Exercise objective
Copy the records from the line containing "of the snowy" through the end of the records, replacing "pixel coordinates" with "image coordinates" and leaving everything else unchanged.
** start of Excerpted data **
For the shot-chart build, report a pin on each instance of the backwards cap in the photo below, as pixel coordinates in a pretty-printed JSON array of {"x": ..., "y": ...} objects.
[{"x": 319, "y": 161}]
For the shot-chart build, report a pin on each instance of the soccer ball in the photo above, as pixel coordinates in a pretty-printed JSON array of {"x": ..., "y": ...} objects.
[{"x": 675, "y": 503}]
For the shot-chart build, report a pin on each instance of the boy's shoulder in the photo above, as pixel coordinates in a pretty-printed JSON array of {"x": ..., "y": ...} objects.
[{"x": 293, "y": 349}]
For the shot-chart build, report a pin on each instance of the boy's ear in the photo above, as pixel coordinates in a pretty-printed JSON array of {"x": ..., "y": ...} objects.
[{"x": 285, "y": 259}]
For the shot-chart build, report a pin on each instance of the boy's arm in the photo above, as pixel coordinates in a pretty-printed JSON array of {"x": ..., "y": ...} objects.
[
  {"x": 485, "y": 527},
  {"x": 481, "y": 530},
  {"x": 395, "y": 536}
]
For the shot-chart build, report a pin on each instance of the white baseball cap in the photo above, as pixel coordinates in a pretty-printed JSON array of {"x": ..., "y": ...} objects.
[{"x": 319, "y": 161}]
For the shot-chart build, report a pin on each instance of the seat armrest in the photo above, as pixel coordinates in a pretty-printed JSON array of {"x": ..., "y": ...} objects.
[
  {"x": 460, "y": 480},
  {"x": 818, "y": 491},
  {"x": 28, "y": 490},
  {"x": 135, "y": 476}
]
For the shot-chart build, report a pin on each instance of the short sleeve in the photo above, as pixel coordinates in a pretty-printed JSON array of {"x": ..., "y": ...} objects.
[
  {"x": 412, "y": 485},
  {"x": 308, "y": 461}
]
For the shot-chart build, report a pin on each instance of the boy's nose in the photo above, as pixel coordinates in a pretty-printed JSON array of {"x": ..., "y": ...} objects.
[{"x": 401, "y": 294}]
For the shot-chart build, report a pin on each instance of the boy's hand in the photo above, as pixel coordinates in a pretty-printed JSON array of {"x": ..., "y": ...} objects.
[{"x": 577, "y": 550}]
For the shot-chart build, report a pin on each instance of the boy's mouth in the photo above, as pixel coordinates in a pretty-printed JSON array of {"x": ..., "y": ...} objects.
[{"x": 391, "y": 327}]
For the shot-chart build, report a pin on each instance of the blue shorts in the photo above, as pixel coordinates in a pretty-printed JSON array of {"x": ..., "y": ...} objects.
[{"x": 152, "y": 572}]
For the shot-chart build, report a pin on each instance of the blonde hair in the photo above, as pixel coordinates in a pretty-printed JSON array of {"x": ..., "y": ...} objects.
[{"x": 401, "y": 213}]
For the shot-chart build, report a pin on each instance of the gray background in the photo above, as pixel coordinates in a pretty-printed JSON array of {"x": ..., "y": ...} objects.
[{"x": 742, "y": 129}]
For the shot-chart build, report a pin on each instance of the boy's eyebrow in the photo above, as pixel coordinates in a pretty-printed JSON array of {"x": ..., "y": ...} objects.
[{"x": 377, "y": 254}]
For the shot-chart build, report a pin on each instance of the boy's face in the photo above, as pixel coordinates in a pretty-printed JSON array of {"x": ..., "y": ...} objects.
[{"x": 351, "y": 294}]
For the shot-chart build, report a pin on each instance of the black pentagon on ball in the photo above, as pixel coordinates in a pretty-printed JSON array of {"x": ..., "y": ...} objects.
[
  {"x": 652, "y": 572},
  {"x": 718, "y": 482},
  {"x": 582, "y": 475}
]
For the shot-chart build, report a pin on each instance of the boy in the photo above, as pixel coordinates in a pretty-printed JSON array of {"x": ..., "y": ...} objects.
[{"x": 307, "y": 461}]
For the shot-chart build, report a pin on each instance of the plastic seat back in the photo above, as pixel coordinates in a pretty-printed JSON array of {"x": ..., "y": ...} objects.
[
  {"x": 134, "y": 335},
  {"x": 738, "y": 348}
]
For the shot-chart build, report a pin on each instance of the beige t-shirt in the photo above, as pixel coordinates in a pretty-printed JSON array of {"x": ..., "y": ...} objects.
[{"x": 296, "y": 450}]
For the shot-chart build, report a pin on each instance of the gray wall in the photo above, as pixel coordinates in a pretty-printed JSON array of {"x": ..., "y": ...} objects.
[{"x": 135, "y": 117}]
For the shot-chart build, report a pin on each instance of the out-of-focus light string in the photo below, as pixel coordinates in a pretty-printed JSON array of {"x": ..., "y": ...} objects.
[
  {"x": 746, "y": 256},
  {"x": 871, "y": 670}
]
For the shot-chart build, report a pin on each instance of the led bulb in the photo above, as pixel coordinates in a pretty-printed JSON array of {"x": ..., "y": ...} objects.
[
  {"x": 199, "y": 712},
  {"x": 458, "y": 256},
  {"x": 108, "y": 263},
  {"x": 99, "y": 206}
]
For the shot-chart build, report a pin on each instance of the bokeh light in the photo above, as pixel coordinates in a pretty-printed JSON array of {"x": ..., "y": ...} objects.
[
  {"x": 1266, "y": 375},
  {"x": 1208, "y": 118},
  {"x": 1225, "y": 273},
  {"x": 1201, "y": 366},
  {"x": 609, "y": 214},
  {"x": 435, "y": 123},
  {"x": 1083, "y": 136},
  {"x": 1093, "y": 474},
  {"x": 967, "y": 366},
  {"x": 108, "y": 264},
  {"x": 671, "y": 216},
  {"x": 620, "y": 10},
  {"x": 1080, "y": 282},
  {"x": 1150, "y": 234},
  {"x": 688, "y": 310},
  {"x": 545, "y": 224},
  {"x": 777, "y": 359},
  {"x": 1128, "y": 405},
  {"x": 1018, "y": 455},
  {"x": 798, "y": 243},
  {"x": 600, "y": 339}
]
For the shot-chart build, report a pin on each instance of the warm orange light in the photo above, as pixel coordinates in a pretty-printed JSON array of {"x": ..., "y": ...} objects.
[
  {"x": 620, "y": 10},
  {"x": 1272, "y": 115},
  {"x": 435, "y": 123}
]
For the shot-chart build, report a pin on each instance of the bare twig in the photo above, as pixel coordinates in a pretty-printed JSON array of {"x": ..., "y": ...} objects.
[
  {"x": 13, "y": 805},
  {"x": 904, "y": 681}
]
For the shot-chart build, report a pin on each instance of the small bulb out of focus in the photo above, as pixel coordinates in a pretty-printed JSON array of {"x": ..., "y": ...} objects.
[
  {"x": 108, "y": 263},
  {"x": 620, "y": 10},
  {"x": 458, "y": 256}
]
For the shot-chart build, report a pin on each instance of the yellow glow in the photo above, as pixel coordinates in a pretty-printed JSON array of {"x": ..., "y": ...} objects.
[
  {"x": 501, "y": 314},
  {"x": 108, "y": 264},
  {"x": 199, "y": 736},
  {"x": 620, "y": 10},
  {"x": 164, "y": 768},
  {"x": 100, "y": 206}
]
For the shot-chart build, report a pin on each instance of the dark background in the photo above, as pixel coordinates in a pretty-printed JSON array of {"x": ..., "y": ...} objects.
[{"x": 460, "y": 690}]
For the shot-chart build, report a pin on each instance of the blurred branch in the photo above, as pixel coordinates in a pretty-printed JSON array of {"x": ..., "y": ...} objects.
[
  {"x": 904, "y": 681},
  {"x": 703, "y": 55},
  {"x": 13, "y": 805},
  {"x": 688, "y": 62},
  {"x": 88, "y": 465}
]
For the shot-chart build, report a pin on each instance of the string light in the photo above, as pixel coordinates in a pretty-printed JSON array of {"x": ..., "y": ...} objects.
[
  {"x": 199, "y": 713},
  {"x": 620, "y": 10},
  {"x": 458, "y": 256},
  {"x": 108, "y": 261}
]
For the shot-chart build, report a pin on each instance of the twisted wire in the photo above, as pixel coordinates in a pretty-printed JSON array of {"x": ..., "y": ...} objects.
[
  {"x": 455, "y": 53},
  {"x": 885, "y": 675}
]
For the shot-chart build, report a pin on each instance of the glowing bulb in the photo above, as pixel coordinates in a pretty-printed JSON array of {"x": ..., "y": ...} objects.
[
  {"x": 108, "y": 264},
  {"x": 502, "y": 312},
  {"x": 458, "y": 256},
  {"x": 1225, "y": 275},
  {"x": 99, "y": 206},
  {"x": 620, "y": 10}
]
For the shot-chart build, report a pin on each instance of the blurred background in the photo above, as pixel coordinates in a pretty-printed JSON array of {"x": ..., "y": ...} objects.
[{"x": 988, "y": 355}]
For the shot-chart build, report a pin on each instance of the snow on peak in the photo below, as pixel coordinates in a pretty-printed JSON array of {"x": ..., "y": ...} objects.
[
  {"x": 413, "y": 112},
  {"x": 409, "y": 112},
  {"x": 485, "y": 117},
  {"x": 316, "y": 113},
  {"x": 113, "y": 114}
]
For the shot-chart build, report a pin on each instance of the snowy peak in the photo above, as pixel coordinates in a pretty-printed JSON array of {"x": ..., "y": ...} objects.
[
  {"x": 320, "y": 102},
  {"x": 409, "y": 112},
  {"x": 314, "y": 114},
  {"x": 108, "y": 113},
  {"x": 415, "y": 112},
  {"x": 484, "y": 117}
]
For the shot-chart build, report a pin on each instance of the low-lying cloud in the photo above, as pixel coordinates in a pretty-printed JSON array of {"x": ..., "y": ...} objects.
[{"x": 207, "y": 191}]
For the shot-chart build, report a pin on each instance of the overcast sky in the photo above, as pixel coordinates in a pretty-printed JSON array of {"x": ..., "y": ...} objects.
** end of Excerpted data **
Answer to this problem
For the shot-chart build, report a pin on each instance of the snowy peak in the photo above, as image coordinates in a pretty-printed JSON array of {"x": ..., "y": ...} objects.
[
  {"x": 320, "y": 102},
  {"x": 409, "y": 112},
  {"x": 314, "y": 114},
  {"x": 108, "y": 113},
  {"x": 415, "y": 112},
  {"x": 484, "y": 117}
]
For the shot-chart build, report a pin on each instance of the low-lying cloud in the photo above, as image coordinates in a pretty-printed JSON array of {"x": ..., "y": ...} objects.
[{"x": 207, "y": 191}]
For the shot-chart build, report a pin on each instance of the overcast sky in the photo above, as image coordinates in a pretty-printed JSON array of {"x": ..., "y": ...} objects.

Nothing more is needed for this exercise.